Recorded data:
────
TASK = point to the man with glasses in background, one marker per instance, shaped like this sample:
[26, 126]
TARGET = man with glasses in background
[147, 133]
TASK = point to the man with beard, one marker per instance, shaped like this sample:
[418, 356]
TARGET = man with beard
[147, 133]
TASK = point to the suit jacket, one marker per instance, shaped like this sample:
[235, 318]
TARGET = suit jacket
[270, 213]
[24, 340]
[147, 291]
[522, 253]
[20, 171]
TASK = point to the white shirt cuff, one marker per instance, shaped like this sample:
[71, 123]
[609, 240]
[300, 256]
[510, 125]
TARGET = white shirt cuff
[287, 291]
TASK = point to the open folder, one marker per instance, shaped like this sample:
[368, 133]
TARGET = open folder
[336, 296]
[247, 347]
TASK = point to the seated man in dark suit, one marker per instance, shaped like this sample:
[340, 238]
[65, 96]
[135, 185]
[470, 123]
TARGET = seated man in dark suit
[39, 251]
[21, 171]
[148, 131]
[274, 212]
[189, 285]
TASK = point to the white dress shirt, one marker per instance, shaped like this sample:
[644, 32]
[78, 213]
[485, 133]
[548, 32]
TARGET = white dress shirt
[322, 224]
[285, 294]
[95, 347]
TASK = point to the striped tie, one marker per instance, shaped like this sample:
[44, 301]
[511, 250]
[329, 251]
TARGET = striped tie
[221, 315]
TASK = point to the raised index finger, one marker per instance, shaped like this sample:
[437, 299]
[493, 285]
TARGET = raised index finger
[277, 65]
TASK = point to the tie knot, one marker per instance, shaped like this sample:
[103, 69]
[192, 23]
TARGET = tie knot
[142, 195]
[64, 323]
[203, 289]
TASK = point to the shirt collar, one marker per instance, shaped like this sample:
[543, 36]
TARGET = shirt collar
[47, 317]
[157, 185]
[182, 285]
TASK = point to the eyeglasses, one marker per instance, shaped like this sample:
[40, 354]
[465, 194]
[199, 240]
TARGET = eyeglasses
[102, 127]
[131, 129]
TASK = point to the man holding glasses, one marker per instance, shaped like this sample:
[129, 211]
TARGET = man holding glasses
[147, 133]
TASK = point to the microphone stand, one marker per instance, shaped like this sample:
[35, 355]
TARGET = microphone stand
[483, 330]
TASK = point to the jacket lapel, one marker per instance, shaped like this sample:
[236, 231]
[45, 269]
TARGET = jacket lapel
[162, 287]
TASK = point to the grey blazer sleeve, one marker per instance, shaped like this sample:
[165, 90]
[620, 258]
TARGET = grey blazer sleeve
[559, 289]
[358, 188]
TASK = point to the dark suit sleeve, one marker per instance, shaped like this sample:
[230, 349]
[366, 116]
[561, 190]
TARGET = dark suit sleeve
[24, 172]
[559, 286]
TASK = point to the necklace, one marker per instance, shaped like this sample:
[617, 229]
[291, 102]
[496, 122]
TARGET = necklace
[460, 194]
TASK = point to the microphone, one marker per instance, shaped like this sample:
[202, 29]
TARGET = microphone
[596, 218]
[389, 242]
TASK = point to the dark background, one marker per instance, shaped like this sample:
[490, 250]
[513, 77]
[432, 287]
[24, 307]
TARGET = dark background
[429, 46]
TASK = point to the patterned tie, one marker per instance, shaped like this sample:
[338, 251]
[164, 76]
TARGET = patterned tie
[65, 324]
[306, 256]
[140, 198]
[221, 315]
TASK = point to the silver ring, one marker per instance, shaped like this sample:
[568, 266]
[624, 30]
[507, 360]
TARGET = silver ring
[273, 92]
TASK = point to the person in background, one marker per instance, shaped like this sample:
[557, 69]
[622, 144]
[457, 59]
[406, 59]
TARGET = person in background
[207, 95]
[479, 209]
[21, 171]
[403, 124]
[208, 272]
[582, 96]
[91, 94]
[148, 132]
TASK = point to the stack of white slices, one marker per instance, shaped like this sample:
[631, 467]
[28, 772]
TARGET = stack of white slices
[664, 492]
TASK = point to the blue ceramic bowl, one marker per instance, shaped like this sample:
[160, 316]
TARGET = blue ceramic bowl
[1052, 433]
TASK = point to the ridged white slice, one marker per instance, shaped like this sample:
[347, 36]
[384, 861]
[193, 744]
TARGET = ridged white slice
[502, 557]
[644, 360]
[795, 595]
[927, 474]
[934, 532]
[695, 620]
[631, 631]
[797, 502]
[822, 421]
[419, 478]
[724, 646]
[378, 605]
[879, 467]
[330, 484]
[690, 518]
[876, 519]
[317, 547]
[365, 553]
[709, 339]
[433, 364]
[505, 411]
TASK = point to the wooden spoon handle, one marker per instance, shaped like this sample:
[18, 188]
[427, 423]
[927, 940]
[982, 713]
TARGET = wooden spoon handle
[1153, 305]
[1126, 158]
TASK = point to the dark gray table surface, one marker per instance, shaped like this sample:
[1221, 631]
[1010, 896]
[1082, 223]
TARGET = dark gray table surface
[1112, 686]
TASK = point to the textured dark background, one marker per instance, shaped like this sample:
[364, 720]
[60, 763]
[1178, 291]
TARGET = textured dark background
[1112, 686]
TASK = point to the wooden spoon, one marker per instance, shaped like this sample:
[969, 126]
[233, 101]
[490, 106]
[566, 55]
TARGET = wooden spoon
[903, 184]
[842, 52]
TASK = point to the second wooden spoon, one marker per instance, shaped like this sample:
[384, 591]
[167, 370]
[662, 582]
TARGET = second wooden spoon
────
Please reproduce all of the entries exactly as they stand.

- OUTPUT BELOW -
TASK = point to the man with glasses in background, one marker per instance, shaped like this sample:
[26, 126]
TARGET = man with glasses in background
[147, 133]
TASK = point to the man with beard, one marker per instance, shaped like this sample:
[418, 356]
TARGET = man with beard
[147, 133]
TASK = point to the suit jacket, one marker per instance, shaped like this sample:
[235, 318]
TARGET = suit jacket
[270, 213]
[24, 340]
[147, 291]
[522, 253]
[20, 171]
TASK = point to the white shirt cuff, one marker per instance, shaped like this sample:
[71, 123]
[609, 240]
[300, 256]
[510, 125]
TARGET = white shirt cuff
[287, 291]
TASK = point to the open folder, one marker per instance, shaped like this sample:
[368, 133]
TARGET = open folder
[336, 296]
[247, 347]
TASK = point to the seated man in dark suit, one marker per instance, shaped like this sample:
[340, 238]
[65, 96]
[135, 185]
[470, 123]
TARGET = seated man in dark suit
[39, 251]
[21, 171]
[148, 131]
[274, 212]
[189, 285]
TASK = point to the white dress shirt, one marker per instance, shaped like this sample:
[644, 32]
[78, 213]
[485, 133]
[548, 32]
TARGET = white dress shirt
[322, 224]
[285, 294]
[95, 347]
TASK = point to the striped tie, one marker per instance, shaped like this sample:
[44, 301]
[511, 250]
[329, 251]
TARGET = striped tie
[221, 315]
TASK = point to the raised index finger, one marker per instance, shaped like this sample:
[437, 299]
[493, 285]
TARGET = raised index finger
[277, 65]
TASK = point to the tie knot, one marker per instance, shaped like this sample:
[103, 69]
[192, 23]
TARGET = tie knot
[142, 195]
[64, 323]
[203, 289]
TASK = point to the shirt collar, one marker per instance, shaped like this sample:
[543, 36]
TARGET = shirt collar
[47, 317]
[157, 185]
[182, 285]
TASK = point to the eyeglasses, one marker per instance, shaped like this sample:
[40, 354]
[465, 194]
[199, 240]
TARGET = eyeglasses
[102, 127]
[131, 129]
TASK = point to the man holding glasses, one marker per instance, shaped like this sample:
[129, 211]
TARGET = man holding glasses
[147, 133]
TASK = point to the microphone stand, one marker per instance, shaped like this sample:
[35, 355]
TARGET = microphone stand
[483, 330]
TASK = point to the jacket lapel, one marker per instance, shaped like this sample:
[236, 231]
[45, 269]
TARGET = jacket lapel
[162, 287]
TASK = point to the grey blazer sleeve, one marker per instance, shaped like this sample:
[165, 90]
[620, 258]
TARGET = grey blazer sleeve
[559, 289]
[358, 188]
TASK = point to the dark suit sleeve, one marker per instance, shaped like this sample:
[230, 349]
[366, 116]
[561, 190]
TARGET = dark suit sleeve
[24, 172]
[559, 286]
TASK = point to the necklace, one marker per instance, shaped like this sample:
[617, 229]
[291, 102]
[496, 122]
TARGET = necklace
[460, 194]
TASK = point to the microphone, one marker per instance, shaped like this sample:
[202, 29]
TARGET = microphone
[596, 218]
[389, 242]
TASK = point to the dark background, one marker per instance, shaped like this sample:
[490, 250]
[513, 77]
[432, 287]
[24, 307]
TARGET = dark background
[429, 46]
TASK = point to the patterned tie, one marker per instance, shaped like this sample:
[338, 251]
[164, 76]
TARGET = patterned tie
[65, 324]
[306, 256]
[140, 198]
[221, 315]
TASK = point to the silver ring, one marker per instance, shaped like this sample:
[568, 266]
[624, 30]
[507, 360]
TARGET = silver ring
[273, 92]
TASK = point to the person in background, one marker per instance, shaped like this sample:
[557, 69]
[622, 144]
[457, 59]
[406, 59]
TARGET = person in background
[207, 95]
[479, 209]
[21, 171]
[403, 124]
[208, 272]
[582, 96]
[91, 94]
[148, 132]
TASK = point to the stack of white slices, one marker per instance, shaped like this sample:
[631, 467]
[28, 772]
TARGET = stack of white slices
[664, 492]
TASK = point to the blue ceramic bowl, one marker per instance, shaped like this sample:
[160, 316]
TARGET = blue ceramic bowl
[1052, 433]
TASK = point to the ridged white slice, one marker per instance, shaped like this sample:
[347, 36]
[384, 861]
[193, 744]
TARGET = ridged white slice
[502, 557]
[644, 360]
[795, 595]
[927, 474]
[934, 532]
[695, 620]
[631, 631]
[797, 502]
[822, 421]
[419, 478]
[724, 646]
[378, 605]
[879, 467]
[330, 484]
[690, 518]
[876, 519]
[317, 547]
[365, 553]
[709, 339]
[433, 364]
[505, 411]
TASK = point to the wooden spoon handle, one marker per instance, shaped like this sample:
[18, 188]
[427, 423]
[927, 940]
[982, 713]
TARGET = wooden spoon handle
[1153, 305]
[1126, 158]
TASK = point to the dark gray table surface, one marker per instance, shaped like this sample:
[1221, 631]
[1010, 896]
[1082, 223]
TARGET = dark gray table surface
[1112, 686]
TASK = point to the textured dark background, one marker per instance, shaped like this sample:
[364, 720]
[60, 763]
[1178, 291]
TARGET = textured dark background
[1112, 686]
TASK = point to the wooden spoon, one marker per instance, shaped like this sample:
[969, 126]
[233, 101]
[490, 106]
[566, 55]
TARGET = wooden spoon
[903, 184]
[842, 52]
TASK = point to the second wooden spoon, one marker per instance, shaped like this sample:
[384, 591]
[167, 370]
[662, 582]
TARGET = second wooden spoon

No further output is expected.